Locate every line in the items below that contains the word "described" and copy each such line.
* start *
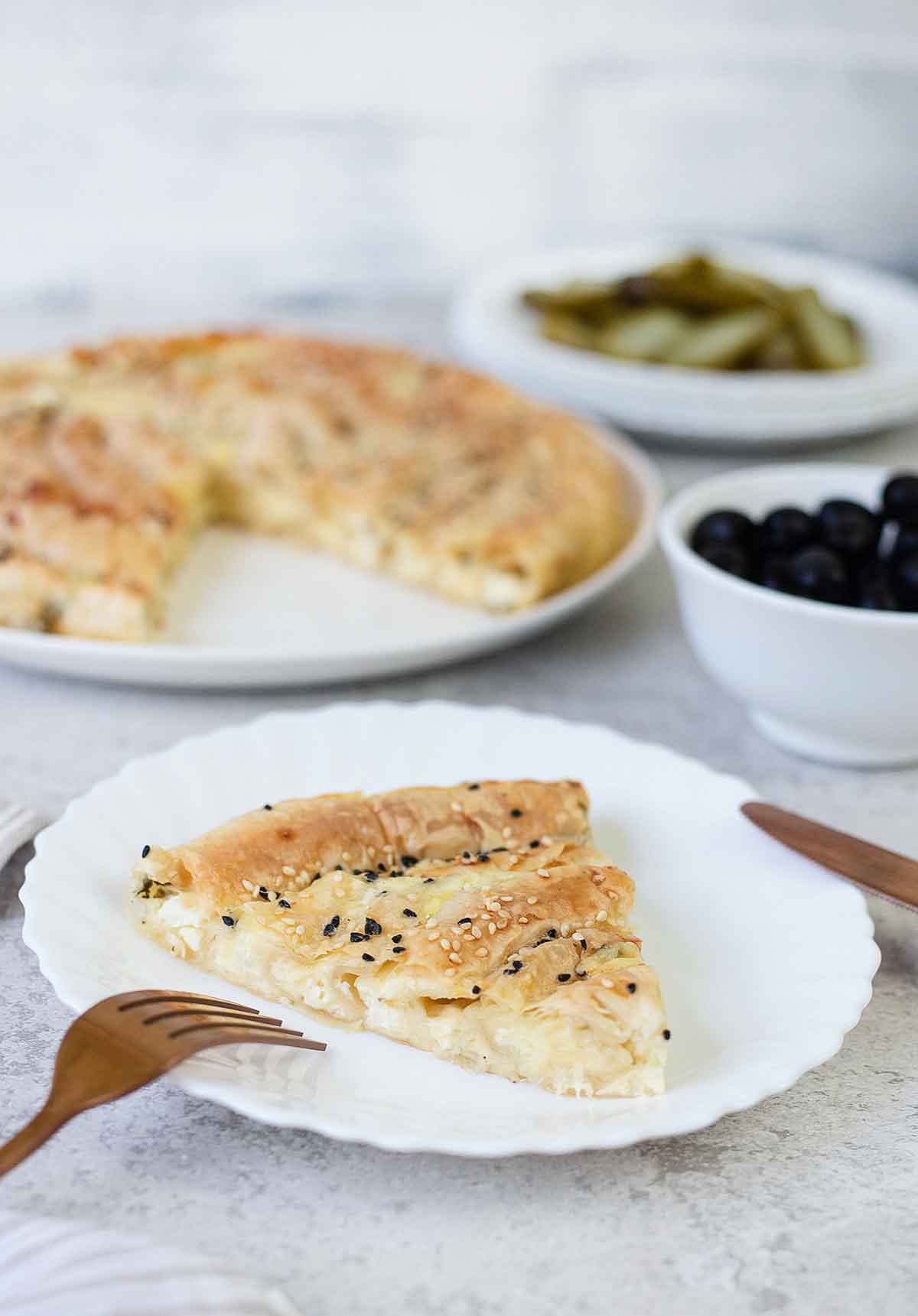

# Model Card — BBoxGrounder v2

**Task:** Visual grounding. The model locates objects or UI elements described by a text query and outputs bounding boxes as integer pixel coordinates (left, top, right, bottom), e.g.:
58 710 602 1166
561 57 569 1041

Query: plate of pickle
* end *
ANSWER TO THE EXERCISE -
**Task:** Visual grounding. The model locates objects or UI elements described by a text query and outputs bounding boxes as integer pixel coordinates (left, top, right, bottom), e.g.:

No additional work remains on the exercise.